Sanatçılar, aydınlar, bilim insanları toplumun ışıklarıdır.
Rehber, yol gösterici, önde gideni, örnek alınanı gibi kavramları kullanmak ya da kullanmamak siz saygın okurlarımızın tercihidir elbet…
Rol model alınan ayrıcalıklı insanlar oldukları için kimi zaman hak ettiklerinden çok daha fazlasını (dünyalık), kimi zaman ise hak etmedikleri biçimlerle cezalandırılırlar. Sanat insanları; “yüzü halka dönük” ya da bunun tam tersi, “ben sanatımı yapar geçerim” diyenler olarak ikiye ayrılırlar. Sezen Aksu örneği, ikinci örneklemedeki çarpıcı olanlarındandır. Boğaz manzaralı yalısında Lale Devri’ndeki sanatçıların ihtişamlı yaşam biçimindeki gibi, salt nefsi-egosu doğrultusunda bir tercih biçimidir onun tercihi. Şair Nedim ismini herkes duymuştur bir biçimde. Biyografisinin bir bölümünde şöyle yazar:
Bir şair olarak tanınma gayreti içindeki Nedim, Osmanlı Sadrazamı Ali Paşa'ya birkaç kaside yazdı. Topkapı Sarayı'na girişini sağlayan Ali Paşa'nın halefi olan Nevşehirli Damat İbrahim Paşa'ya yazdığı kasideler oldu. Lale Devri'nin sadrazamı olan Damat İbrahim'in himayesi altında daha sonra kendisini meşhur yapacak olan eserlerini ve yaşam tarzını ortaya koydu…
En yaygın söylenti; Patrona Halil İsyanı esnasında isyankârlardan kaçarken Beşiktaş'taki evinin çatısından düşerek öldüğü yönündedir.
Bir başka rivayet ise; Damat İbrahim Paşa ve şürekâsına yapılan işkenceden ötürü dehşete kapılıp korkudan öldüğü şeklindedir…
Bir de yüzü halka dönük tanımına uyan bir sanatçıdan söz etmemiz gerek. Pir Sultan Abdal adını tüm Türkiye hatta dünyanın bir bölümü iyi bilmektedir. Kanunî Sultan Süleyman ile İran Şahı I. Tâhmasb zamanında yaşadı. İran şahının tahriki ile Osmanlı Devleti aleyhine olan isyana katıldığı ve İran lehine casusluk yaptığı gerekçesi ile Hızır Paşa tarafından Sivas'ta asıldı…
Nedim adı istisna anılır dünyada, Pir Sultan ise olabildiğince.
“Ne fark eder” demeyin, inanın bir dünya fark eder incelediğinizde.

============================================================

Verilen görev.
Verilen metne göre Pir Sultan Abdal nerede ve kim tarafından asılmıştır?

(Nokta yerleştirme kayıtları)
============================================================

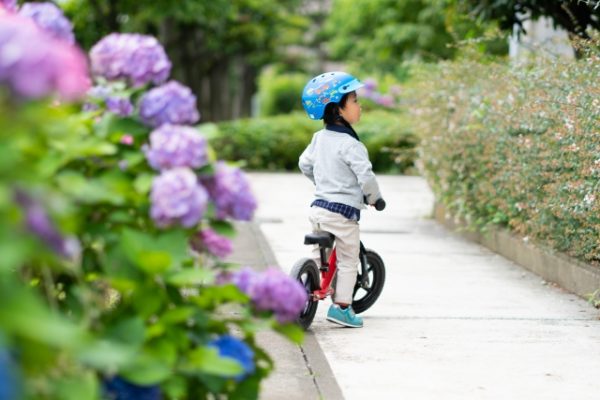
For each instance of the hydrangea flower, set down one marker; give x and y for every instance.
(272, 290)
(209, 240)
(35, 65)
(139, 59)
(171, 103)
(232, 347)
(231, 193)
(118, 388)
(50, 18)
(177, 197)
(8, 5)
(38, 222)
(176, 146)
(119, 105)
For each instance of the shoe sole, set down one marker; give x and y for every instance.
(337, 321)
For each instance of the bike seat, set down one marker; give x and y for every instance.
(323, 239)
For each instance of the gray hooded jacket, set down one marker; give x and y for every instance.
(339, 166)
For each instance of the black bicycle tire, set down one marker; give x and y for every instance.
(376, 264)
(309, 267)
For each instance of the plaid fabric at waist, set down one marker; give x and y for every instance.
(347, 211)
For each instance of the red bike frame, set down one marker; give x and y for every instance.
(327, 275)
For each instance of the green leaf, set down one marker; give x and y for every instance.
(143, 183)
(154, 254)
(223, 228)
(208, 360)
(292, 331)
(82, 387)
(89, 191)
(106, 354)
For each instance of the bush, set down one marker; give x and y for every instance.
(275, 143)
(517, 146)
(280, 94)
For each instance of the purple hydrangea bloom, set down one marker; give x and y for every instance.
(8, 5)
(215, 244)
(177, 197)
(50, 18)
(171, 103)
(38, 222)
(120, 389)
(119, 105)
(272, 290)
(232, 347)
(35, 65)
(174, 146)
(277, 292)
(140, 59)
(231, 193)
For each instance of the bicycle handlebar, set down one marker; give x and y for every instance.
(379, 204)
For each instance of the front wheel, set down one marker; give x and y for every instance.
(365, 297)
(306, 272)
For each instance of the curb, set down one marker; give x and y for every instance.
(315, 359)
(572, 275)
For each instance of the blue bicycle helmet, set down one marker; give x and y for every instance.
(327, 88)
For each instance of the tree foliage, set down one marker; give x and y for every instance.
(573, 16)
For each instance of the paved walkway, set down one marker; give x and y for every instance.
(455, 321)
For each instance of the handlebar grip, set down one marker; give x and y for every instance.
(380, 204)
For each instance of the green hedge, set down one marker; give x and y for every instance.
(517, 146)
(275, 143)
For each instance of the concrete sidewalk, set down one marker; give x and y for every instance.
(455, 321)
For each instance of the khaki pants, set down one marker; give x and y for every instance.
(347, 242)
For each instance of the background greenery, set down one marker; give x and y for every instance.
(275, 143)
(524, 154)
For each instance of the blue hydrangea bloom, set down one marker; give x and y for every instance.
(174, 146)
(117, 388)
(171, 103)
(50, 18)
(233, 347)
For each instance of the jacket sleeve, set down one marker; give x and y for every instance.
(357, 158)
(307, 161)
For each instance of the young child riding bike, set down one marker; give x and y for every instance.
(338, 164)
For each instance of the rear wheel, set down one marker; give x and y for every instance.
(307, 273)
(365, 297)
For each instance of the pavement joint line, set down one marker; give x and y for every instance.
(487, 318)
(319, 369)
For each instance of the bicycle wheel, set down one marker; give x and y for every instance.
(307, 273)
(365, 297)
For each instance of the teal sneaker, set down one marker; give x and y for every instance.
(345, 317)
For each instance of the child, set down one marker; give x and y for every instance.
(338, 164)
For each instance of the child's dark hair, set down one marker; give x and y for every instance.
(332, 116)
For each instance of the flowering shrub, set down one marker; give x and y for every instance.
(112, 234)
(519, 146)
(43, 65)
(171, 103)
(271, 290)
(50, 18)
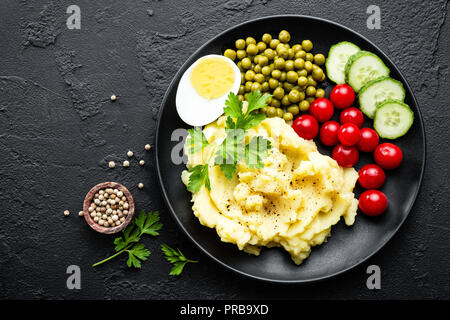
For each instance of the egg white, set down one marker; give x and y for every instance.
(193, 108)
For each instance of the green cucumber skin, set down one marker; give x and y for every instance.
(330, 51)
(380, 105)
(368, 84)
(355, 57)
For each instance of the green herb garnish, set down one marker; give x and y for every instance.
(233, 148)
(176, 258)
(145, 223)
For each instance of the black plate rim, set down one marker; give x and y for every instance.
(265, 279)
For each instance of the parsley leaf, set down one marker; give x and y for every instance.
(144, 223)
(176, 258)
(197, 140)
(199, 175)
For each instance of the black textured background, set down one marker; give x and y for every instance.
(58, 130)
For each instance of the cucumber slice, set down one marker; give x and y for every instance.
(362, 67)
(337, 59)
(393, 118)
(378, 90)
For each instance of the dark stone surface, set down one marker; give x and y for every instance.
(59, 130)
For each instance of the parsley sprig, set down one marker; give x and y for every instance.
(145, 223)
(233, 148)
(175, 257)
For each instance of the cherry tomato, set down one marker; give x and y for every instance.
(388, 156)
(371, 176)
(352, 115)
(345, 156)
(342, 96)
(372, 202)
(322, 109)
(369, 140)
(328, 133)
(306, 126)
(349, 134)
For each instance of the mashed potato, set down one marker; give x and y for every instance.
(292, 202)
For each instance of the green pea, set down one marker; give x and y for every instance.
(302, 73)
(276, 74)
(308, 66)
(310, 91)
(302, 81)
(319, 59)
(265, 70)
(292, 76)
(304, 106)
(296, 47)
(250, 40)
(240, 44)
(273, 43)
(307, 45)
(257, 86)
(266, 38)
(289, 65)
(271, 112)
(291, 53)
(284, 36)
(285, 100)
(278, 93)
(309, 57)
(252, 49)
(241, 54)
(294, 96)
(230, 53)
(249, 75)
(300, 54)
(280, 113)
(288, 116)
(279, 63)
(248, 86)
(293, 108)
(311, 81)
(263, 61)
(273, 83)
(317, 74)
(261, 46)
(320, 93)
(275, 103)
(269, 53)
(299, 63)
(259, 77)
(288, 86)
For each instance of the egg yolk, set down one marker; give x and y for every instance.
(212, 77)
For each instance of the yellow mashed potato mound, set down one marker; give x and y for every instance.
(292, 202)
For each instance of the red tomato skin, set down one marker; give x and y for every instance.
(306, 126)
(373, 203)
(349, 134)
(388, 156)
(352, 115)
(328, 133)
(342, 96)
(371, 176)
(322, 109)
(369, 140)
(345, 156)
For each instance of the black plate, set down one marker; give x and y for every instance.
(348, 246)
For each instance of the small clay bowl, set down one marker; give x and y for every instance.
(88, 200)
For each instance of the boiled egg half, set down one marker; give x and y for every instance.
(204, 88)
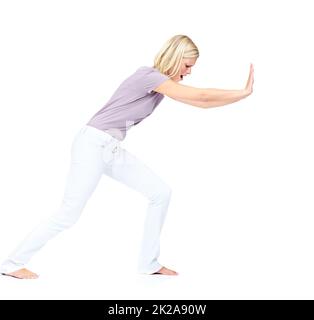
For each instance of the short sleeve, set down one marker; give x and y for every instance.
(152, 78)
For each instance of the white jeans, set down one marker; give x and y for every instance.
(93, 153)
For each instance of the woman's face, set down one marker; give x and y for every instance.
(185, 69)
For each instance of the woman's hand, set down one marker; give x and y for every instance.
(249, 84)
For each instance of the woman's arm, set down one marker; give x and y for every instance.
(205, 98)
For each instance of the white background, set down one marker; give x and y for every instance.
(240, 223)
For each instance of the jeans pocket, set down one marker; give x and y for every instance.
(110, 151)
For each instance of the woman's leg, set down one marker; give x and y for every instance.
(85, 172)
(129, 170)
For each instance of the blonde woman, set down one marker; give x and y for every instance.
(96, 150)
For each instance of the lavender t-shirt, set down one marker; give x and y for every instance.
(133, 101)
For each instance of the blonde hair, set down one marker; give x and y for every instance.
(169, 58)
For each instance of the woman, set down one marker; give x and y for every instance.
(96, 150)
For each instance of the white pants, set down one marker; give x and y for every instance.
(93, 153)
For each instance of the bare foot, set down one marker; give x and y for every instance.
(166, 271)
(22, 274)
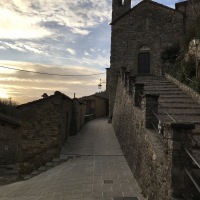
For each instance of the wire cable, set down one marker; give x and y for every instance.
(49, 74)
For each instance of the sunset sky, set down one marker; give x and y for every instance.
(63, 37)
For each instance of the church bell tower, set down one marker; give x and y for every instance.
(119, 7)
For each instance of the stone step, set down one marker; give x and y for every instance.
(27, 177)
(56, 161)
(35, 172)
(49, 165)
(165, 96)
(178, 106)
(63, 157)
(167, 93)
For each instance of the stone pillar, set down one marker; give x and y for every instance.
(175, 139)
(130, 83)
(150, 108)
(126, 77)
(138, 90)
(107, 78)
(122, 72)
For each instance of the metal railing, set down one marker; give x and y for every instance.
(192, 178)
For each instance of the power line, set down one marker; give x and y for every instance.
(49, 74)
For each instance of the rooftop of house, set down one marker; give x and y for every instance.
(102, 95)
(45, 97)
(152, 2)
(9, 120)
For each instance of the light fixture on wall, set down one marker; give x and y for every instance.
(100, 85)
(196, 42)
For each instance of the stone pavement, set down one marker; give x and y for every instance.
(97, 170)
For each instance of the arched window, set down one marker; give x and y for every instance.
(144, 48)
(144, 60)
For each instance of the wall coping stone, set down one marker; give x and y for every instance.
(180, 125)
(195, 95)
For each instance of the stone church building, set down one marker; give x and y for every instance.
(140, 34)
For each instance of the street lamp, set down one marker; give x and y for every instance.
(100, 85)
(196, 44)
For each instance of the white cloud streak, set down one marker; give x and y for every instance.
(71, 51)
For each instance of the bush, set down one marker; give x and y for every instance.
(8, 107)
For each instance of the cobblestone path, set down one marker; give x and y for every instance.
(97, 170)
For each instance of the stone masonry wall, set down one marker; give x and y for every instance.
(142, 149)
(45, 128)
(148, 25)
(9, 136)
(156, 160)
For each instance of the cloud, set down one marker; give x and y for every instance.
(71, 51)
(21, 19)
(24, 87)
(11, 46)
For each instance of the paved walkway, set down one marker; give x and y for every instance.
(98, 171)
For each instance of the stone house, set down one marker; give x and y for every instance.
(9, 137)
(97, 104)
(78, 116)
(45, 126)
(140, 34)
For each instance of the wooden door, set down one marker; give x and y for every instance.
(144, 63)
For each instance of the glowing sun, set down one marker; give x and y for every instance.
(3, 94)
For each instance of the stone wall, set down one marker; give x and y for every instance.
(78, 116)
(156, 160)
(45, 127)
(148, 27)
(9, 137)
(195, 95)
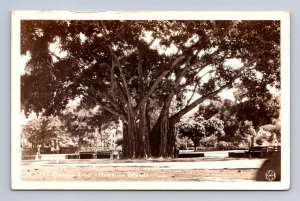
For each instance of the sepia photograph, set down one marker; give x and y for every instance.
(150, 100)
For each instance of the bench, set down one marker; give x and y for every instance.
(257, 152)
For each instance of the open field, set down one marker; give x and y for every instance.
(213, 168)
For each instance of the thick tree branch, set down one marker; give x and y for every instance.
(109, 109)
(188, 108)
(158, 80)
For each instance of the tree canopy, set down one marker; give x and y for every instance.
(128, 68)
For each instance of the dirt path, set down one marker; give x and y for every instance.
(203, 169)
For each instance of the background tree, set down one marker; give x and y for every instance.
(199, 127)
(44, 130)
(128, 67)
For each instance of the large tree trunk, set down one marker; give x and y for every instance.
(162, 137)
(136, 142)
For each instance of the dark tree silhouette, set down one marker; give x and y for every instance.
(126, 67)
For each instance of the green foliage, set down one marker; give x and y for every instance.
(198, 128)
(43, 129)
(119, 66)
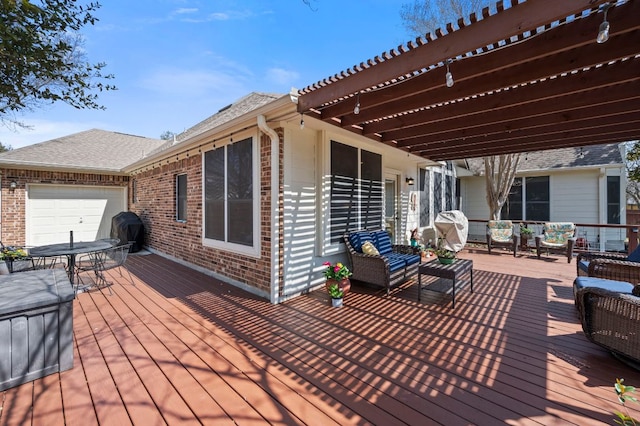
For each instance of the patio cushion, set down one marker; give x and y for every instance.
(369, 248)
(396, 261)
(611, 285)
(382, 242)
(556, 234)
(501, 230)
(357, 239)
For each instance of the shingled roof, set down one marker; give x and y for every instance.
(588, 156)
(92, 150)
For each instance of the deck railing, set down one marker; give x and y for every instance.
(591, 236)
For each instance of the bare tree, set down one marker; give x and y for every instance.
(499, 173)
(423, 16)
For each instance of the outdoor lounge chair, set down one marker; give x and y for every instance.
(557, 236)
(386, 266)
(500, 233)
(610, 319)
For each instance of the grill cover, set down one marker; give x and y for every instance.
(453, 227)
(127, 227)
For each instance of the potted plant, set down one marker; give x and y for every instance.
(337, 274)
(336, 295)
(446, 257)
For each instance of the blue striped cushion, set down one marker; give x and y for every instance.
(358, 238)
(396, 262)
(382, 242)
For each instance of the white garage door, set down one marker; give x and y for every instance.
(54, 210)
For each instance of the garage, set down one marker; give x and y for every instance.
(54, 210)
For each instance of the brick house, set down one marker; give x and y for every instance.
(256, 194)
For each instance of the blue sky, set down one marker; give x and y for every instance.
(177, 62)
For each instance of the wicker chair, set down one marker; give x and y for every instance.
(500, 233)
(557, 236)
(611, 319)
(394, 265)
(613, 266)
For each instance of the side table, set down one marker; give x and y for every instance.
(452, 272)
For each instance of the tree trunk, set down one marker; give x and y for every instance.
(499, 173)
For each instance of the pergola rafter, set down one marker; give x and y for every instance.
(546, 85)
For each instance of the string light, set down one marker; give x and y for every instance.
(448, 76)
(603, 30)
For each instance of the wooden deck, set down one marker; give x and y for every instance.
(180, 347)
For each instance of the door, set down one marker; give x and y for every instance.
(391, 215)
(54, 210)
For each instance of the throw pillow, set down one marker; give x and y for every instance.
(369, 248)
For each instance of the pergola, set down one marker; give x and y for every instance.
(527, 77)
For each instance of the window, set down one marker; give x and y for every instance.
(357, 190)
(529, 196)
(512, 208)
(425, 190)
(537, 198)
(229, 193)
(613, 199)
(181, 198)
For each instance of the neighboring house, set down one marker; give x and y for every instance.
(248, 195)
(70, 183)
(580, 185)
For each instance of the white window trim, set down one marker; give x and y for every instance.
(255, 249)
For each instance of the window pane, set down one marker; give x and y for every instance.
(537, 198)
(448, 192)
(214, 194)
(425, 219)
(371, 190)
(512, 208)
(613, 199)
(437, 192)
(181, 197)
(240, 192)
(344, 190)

============================================================

Yazılı cevap.
Pir Sultan Abdal, Sivas'ta Hızır Paşa tarafından asılmıştır.